**Vorliegender Text**
27.03.2017

„Das Emsland hat hohe Integrationskraft“

Etwa 120 Zuhörer kamen zum Zukunftsforum – „Wir bleiben im Dialog“

 

Lingen. Die Faktoren „Zeit“ und „Unaufgeregtheit“ seien Bestandteile der „Zauberformel“, die eine erfolgreiche Integration ausmachten, sagte Prof. Dr. Christoph Rass vom Institut für Migrationsforschung und Interkulturelle Studien der Universität Osnabrück beim Zukunftsforum Integration des Landkreises Emsland. Dies sei im Emsland beim Umgang mit den Flüchtlingen zu finden.

 

Etwa 120 Zuhörer waren in das Ludwig-Windthorst-Haus in Lingen gekommen, um dem Forum beizuwohnen. Zunächst begrüßte Landrat Reinhard Winter die Zuhörer aus u. a. Politik, Verwaltung, von Sozialverbänden und Ehrenamtlichen. Er machte deutlich, dass die Geschichte des Emslandes von Zuwanderung und Integration geprägt sei: „In der Vergangenheit haben wir nicht nur Erfahrungen mit der Integration gemacht, sondern auch von ihr profitiert“, sagte er. Winter betonte, dass Integration für den Landkreis Emsland ein vorrangiges Thema sei, daher sei neben zahlreichen finanziellen Hilfen u. a. für die emsländischen Kommunen in Höhe von rund 17,4 Mio. Euro auch die Fachstelle Integration beim Landkreis Emsland eingerichtet worden. Hier liefen die Fäden für die Steuerung und Koordination der kreisweiten Integrationsangebote zusammen. Zentrale Fragen seien die Bildung, die Integration in Arbeit und die Integration in die Gesellschaft, die durch eigens eingerichtete Arbeitsbündnisse verfolgt würden. „Wir fangen mit unseren Integrationsbemühungen nicht bei null an, denn wir haben in den vergangenen Jahren Strukturen geschaffen, auf die wir jetzt setzen können“, betonte Winter.

**Extrahierte Einträge**
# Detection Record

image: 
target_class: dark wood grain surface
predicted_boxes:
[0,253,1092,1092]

==

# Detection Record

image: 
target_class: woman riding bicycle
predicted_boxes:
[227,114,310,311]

**Aufgabenliste**
A) In welchem Gebäude fand laut dem vorliegenden Text das Zukunftsforum statt?
B) Prüfen Sie, ob die folgenden Aussagen mit dem vorliegenden Text übereinstimmen. Antworten Sie jeweils mit Ja oder Nein und zitieren Sie die entscheidenden Worte des Textes. (i) Christoph Rass gehört einem Institut der Universität Osnabrück an. (ii) Etwa 200 Zuhörer besuchten das Forum. (iii) Die Fachstelle Integration wurde bei der Universität Osnabrück eingerichtet.

**Endgültige Antworten**
A) Im Ludwig-Windthorst-Haus in Lingen.

B)
(i) Ja: „Prof. Dr. Christoph Rass vom Institut für Migrationsforschung und Interkulturelle Studien der Universität Osnabrück“
(ii) Nein: „Etwa 120 Zuhörer waren in das Ludwig-Windthorst-Haus in Lingen gekommen“
(iii) Nein: „auch die Fachstelle Integration beim Landkreis Emsland eingerichtet worden“